* What is required *
Write out every line of the records below as a numbered list, skipping any blank lines. Leave the pictures out.

* Supplied entries *
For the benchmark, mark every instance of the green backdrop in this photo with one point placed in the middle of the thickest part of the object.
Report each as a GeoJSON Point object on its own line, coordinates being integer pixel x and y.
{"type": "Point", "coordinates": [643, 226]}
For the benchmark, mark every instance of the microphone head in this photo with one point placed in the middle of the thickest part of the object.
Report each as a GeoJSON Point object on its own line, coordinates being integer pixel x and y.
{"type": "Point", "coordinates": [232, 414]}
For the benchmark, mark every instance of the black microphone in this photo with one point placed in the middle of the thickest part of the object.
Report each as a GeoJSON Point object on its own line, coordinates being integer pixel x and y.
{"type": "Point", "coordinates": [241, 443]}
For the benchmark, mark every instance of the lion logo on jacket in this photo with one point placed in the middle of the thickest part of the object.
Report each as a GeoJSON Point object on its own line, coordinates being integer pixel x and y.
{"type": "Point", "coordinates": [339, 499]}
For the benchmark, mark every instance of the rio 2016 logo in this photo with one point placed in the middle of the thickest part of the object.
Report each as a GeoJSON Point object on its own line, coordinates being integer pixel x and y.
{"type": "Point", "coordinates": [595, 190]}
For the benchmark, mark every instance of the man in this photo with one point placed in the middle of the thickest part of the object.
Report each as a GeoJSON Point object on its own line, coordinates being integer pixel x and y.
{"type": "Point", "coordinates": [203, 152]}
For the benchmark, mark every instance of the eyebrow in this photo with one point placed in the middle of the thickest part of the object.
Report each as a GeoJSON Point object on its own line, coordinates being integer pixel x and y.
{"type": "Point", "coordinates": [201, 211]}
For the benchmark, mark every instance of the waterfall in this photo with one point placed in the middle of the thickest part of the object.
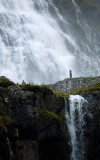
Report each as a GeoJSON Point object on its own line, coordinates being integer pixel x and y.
{"type": "Point", "coordinates": [37, 42]}
{"type": "Point", "coordinates": [75, 119]}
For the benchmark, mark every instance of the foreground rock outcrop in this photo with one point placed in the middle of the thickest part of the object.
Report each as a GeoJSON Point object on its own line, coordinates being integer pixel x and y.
{"type": "Point", "coordinates": [33, 124]}
{"type": "Point", "coordinates": [36, 129]}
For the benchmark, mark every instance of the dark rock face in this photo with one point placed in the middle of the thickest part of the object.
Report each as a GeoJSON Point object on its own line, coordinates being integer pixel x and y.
{"type": "Point", "coordinates": [93, 127]}
{"type": "Point", "coordinates": [34, 135]}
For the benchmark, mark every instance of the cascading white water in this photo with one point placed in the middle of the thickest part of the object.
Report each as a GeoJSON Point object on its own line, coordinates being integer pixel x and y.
{"type": "Point", "coordinates": [34, 46]}
{"type": "Point", "coordinates": [75, 119]}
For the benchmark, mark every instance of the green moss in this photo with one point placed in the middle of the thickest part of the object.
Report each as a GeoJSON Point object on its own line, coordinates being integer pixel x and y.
{"type": "Point", "coordinates": [36, 87]}
{"type": "Point", "coordinates": [6, 82]}
{"type": "Point", "coordinates": [85, 90]}
{"type": "Point", "coordinates": [4, 119]}
{"type": "Point", "coordinates": [61, 116]}
{"type": "Point", "coordinates": [67, 97]}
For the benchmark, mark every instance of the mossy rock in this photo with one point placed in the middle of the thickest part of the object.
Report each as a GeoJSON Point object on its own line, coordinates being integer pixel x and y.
{"type": "Point", "coordinates": [5, 82]}
{"type": "Point", "coordinates": [4, 119]}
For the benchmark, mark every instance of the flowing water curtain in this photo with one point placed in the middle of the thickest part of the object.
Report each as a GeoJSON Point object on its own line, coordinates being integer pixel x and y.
{"type": "Point", "coordinates": [76, 117]}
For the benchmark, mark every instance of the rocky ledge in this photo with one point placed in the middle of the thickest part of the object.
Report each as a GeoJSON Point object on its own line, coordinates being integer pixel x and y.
{"type": "Point", "coordinates": [32, 123]}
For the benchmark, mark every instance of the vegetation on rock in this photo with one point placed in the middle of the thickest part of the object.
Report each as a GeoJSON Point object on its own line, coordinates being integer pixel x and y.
{"type": "Point", "coordinates": [4, 119]}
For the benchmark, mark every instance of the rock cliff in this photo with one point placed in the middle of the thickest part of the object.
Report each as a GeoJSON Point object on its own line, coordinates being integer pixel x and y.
{"type": "Point", "coordinates": [33, 125]}
{"type": "Point", "coordinates": [36, 128]}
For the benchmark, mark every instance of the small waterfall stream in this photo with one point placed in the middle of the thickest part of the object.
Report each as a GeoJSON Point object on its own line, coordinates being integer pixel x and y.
{"type": "Point", "coordinates": [75, 119]}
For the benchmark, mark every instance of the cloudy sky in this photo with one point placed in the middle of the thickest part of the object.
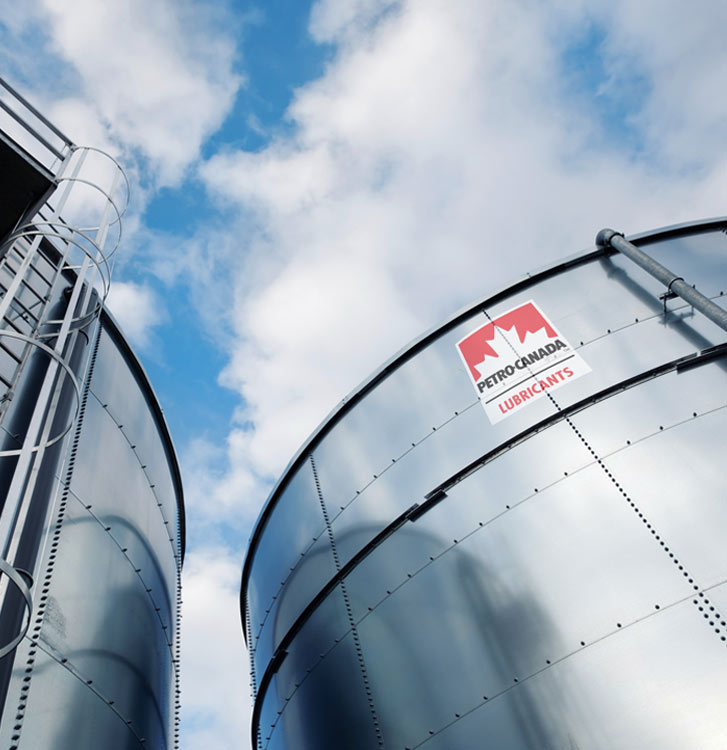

* Worked answer *
1. For the benchmark, mark every instance of the green backdrop in this photo with one point placed in the middle of the thickest part of the object.
2. Report each as a GeoJSON Point object on its own line, coordinates being integer pixel x and y.
3. {"type": "Point", "coordinates": [643, 226]}
4. For the benchmark, mark every instance of the microphone head in this photo with one point placed in the middle of the thickest part of the object.
5. Report each as a GeoJSON Point object on its own line, coordinates being integer pixel x and y.
6. {"type": "Point", "coordinates": [232, 414]}
7. For the benchmark, mark every instance of the black microphone in this photo with one point placed in the middle of the thickest part of the object.
8. Report each as a GeoJSON Point object on its own line, coordinates being integer pixel x and y.
9. {"type": "Point", "coordinates": [241, 443]}
10. For the benchmark, mark every instance of the lion logo on jacket in this photo with one point placed in the middle of the thickest part of the object.
11. Report each as a GeoJSON Point object on its own line, coordinates being integer pixel x and y.
12. {"type": "Point", "coordinates": [339, 499]}
13. For the benchmark, mark every instance of the rio 2016 logo in this photo with one point placed in the middle of the thickest part of the object.
14. Report each as a GeoJSON Point object on its own line, coordinates being integer pixel x and y.
15. {"type": "Point", "coordinates": [595, 190]}
16. For the benchmark, mark every instance of the man in this photo with one point placed in the middle of the thickest part of the object.
17. Report each as a GeoJSON Point object on its own line, coordinates being integer pixel x and y.
18. {"type": "Point", "coordinates": [203, 152]}
19. For the benchmark, mark every instance of the eyebrow in this photo with one point placed in the middle of the thickest part of the object.
20. Report each as a GeoJSON Point object on its own line, coordinates being integer pixel x and y.
21. {"type": "Point", "coordinates": [201, 211]}
22. For the benchmark, mark every instance of the waterfall in this photo with one point placed in the middle of the thickest part of the object.
23. Report each as a GeoJSON Point object on its own line, coordinates being integer pixel x and y.
24. {"type": "Point", "coordinates": [37, 42]}
25. {"type": "Point", "coordinates": [75, 119]}
26. For the benchmark, mark every instance of the foreground rock outcrop in this photo with one point placed in the middle of the thickest part of the object.
27. Report each as a GeoJSON Point object on its own line, coordinates being integer pixel x and y.
28. {"type": "Point", "coordinates": [33, 124]}
29. {"type": "Point", "coordinates": [36, 129]}
30. For the benchmark, mark every instance of the dark rock face in this photo with one point placed in the middle of the thickest part of the object.
31. Report each as a GeoJSON Point object on its own line, coordinates being integer pixel x and y.
32. {"type": "Point", "coordinates": [93, 127]}
33. {"type": "Point", "coordinates": [34, 135]}
34. For the benchmark, mark every instance of the cascading white water in this photo with one point placed in the middle of the thickest part of the object.
35. Report each as a GeoJSON Point object on its own line, coordinates being integer pixel x and y.
36. {"type": "Point", "coordinates": [34, 46]}
37. {"type": "Point", "coordinates": [75, 119]}
38. For the benchmark, mark every instance of the green moss in this photo with one point placed in the middle of the thickest part of the object.
39. Report each as a GeoJSON Point object on its own line, coordinates being integer pixel x and y.
40. {"type": "Point", "coordinates": [36, 87]}
41. {"type": "Point", "coordinates": [6, 82]}
42. {"type": "Point", "coordinates": [85, 90]}
43. {"type": "Point", "coordinates": [4, 119]}
44. {"type": "Point", "coordinates": [61, 116]}
45. {"type": "Point", "coordinates": [67, 97]}
46. For the benchmark, mark every instance of the mossy rock in this photo with one point placed in the middle of the thickest part of the object.
47. Report each as a GeoJSON Point object on its own line, coordinates being integer pixel x and y.
48. {"type": "Point", "coordinates": [5, 82]}
49. {"type": "Point", "coordinates": [4, 119]}
50. For the benchmark, mark every instance of the flowing water curtain in this photo with one point placed in the middle of the thickest part of the object.
51. Report each as a GeoJSON Point object on its own line, coordinates being integer pixel x and y.
52. {"type": "Point", "coordinates": [76, 117]}
53. For the benchmark, mark every instance of the rocky ledge in this photo with one point placed in the middle of the thickest part of the object.
54. Report each as a GeoJSON Point object on its own line, coordinates being integer pixel x and y.
55. {"type": "Point", "coordinates": [32, 123]}
56. For the benchmark, mark every instance of the vegetation on rock in this photo with one point placed in the middle of the thickest part of the object.
57. Report each as a GeoJSON Point object on its own line, coordinates being integer pixel x and y.
58. {"type": "Point", "coordinates": [4, 119]}
59. For the benchmark, mark every instance of the rock cliff in this photo with one point placed in the middle of the thickest part of the object.
60. Report each as a GeoJSON Point object on its own line, coordinates being integer pixel x and y.
61. {"type": "Point", "coordinates": [33, 125]}
62. {"type": "Point", "coordinates": [36, 128]}
63. For the benchmark, mark every instance of the small waterfall stream in this photo with one point placed in the middle of the thickest part of the object.
64. Report each as a GeoJSON Point object on its own line, coordinates being integer pixel x and y.
65. {"type": "Point", "coordinates": [75, 119]}
66. For the benchmark, mark every instance of the cloudy sky in this photo with one point placed in the middle of the thickest part of the object.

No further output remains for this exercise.